# START OF DATA ROWS

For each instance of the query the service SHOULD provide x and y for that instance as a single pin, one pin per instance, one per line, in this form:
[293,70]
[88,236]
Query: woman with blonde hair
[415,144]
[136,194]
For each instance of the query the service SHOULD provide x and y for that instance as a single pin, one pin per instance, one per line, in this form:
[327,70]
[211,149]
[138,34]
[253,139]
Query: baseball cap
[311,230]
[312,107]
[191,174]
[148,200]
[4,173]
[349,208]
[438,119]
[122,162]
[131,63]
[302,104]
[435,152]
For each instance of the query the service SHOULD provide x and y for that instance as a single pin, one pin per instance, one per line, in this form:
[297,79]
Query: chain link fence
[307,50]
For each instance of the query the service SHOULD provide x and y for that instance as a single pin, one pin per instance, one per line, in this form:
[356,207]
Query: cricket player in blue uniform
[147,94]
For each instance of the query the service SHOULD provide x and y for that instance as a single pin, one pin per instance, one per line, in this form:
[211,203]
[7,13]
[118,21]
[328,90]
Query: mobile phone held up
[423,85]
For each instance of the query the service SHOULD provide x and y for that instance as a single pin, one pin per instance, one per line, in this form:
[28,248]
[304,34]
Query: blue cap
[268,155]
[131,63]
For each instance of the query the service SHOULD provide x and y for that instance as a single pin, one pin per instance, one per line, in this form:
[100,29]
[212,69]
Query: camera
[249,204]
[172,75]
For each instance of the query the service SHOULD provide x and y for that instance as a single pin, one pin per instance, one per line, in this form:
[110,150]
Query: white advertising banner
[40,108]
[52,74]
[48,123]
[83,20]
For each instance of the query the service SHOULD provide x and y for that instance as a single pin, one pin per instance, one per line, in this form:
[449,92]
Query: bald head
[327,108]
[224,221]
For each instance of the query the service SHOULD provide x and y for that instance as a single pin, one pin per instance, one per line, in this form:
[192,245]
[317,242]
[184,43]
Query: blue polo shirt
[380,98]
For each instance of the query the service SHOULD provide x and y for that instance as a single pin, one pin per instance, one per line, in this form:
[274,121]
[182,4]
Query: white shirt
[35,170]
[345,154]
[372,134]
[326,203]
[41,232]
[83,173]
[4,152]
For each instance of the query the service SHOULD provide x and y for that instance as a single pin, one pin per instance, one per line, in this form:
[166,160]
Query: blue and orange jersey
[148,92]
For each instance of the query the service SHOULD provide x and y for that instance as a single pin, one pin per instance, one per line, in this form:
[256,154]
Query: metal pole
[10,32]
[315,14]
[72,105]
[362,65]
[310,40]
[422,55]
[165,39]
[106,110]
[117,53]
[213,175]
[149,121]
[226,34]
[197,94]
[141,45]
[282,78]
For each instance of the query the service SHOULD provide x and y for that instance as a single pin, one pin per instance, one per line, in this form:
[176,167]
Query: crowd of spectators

# END OF DATA ROWS

(SET TASK)
Find each line in the records above that contains the string "blue", and copy those lines out in order.

(RESULT OF THE TASK)
Query: cricket player in blue uniform
Query: blue cap
Query: blue polo shirt
Query: blue and orange jersey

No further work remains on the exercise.